» Passage to read:
##########

= List of accidents and incidents involving the Fairchild Swearingen Metroliner =

This is a list of accidents and incidents involving the Fairchild Swearingen Metroliner series of aircraft.

==1980s==
===1980===
- On June 12, 1980, a Metro II operating as Air Wisconsin Flight 965 suffered an engine failure following massive water ingestion during a thunderstorm; the crew lost control and crashed near Valley, Nebraska. Both crew members and 11 passengers died; two passengers survived with serious injuries.
===1984===
- On January 30, 1984, a Metro II operated by Britt Airways crashed shortly after takeoff from Terre Haute, Indiana, during a repositioning flight to Evansville, Indiana. Three Britt employees, including its Director of Operations and Chief Pilot, were killed. The plane, N63Z, was destroyed. The cause was undetermined.
===1987===
- On January 15, 1987, a Metro II operating as Skywest Airlines Flight 1834 collided with a single engine Mooney M-20 near Kearns, Utah. All eight people on the Metro II and both pilots on the Mooney were killed.
- On February 5, 1987, a Metroliner III was landing when the visibility went below what the flight crew was trained for. On the late and low approach the aircraft belly landed and hit a snow bank. All 14 occupants survived.

##########

» Data rows:

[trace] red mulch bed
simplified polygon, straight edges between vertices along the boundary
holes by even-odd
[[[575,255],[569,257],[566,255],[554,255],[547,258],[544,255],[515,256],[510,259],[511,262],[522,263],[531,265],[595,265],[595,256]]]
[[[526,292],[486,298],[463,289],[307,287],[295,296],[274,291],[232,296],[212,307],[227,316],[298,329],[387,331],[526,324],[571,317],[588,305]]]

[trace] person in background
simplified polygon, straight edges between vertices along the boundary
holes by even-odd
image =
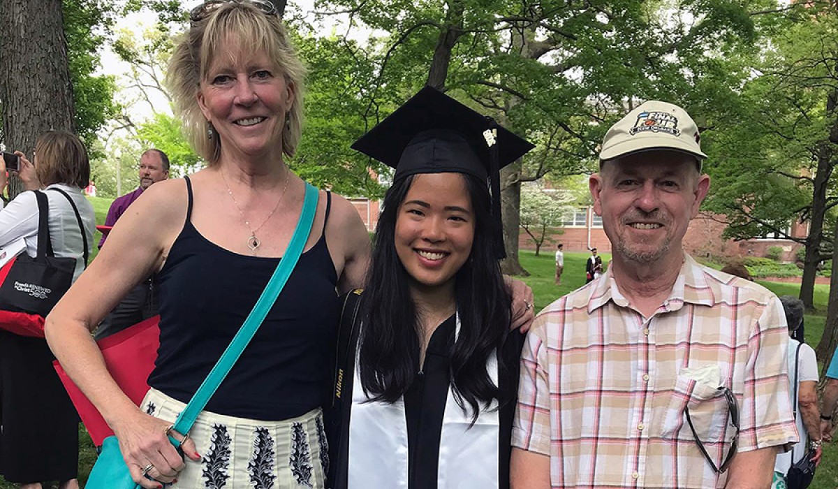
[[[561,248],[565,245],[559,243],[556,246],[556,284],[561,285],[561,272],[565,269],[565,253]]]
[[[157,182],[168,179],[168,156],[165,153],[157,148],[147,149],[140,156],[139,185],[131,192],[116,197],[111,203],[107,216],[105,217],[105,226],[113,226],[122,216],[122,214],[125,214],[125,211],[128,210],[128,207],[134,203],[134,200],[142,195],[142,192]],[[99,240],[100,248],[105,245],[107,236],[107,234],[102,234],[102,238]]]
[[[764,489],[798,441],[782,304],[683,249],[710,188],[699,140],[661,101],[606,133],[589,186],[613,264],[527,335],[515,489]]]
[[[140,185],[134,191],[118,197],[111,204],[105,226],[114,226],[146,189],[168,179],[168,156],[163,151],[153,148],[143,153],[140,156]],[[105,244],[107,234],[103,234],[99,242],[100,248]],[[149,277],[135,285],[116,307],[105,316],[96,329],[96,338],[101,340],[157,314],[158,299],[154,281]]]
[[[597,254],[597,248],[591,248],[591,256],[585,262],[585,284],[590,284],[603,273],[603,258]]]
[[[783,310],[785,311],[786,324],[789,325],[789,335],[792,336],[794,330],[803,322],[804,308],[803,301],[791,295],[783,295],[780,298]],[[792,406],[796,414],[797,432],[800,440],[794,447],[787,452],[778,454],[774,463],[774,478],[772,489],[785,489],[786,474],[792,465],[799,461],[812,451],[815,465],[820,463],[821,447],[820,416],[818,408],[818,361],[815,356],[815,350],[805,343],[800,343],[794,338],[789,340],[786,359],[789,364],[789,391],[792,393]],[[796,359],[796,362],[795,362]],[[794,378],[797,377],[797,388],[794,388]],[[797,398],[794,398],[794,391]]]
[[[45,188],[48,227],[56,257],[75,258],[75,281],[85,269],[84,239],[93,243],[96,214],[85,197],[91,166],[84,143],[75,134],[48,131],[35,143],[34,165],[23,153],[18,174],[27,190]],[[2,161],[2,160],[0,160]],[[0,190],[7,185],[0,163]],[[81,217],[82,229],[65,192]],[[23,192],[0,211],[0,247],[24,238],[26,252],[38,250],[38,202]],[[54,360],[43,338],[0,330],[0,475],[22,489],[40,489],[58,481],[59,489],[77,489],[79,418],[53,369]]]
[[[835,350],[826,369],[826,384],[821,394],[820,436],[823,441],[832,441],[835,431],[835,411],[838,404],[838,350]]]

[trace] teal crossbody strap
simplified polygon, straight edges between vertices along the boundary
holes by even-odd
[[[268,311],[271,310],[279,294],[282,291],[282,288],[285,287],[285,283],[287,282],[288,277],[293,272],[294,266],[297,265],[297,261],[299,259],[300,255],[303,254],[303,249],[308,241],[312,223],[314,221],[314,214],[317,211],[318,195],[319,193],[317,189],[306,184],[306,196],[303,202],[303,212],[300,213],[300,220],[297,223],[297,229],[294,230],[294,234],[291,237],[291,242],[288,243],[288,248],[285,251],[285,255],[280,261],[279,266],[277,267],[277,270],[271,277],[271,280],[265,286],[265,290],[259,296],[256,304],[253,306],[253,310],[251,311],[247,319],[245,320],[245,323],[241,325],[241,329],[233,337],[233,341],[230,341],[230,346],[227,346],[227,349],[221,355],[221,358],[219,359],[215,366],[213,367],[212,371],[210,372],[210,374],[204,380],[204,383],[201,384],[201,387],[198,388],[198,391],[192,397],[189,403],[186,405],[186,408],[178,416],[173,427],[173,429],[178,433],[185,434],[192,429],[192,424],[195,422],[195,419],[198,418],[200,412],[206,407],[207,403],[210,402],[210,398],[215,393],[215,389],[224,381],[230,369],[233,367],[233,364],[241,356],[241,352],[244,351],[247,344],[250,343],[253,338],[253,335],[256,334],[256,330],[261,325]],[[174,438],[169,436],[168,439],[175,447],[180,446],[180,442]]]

##########

» Exercise brief: Return the full Metroliner accident list verbatim, from its title line through the final entry.

» Expected answer:
= List of accidents and incidents involving the Fairchild Swearingen Metroliner =

This is a list of accidents and incidents involving the Fairchild Swearingen Metroliner series of aircraft.

==1980s==
===1980===
- On June 12, 1980, a Metro II operating as Air Wisconsin Flight 965 suffered an engine failure following massive water ingestion during a thunderstorm; the crew lost control and crashed near Valley, Nebraska. Both crew members and 11 passengers died; two passengers survived with serious injuries.
===1984===
- On January 30, 1984, a Metro II operated by Britt Airways crashed shortly after takeoff from Terre Haute, Indiana, during a repositioning flight to Evansville, Indiana. Three Britt employees, including its Director of Operations and Chief Pilot, were killed. The plane, N63Z, was destroyed. The cause was undetermined.
===1987===
- On January 15, 1987, a Metro II operating as Skywest Airlines Flight 1834 collided with a single engine Mooney M-20 near Kearns, Utah. All eight people on the Metro II and both pilots on the Mooney were killed.
- On February 5, 1987, a Metroliner III was landing when the visibility went below what the flight crew was trained for. On the late and low approach the aircraft belly landed and hit a snow bank. All 14 occupants survived.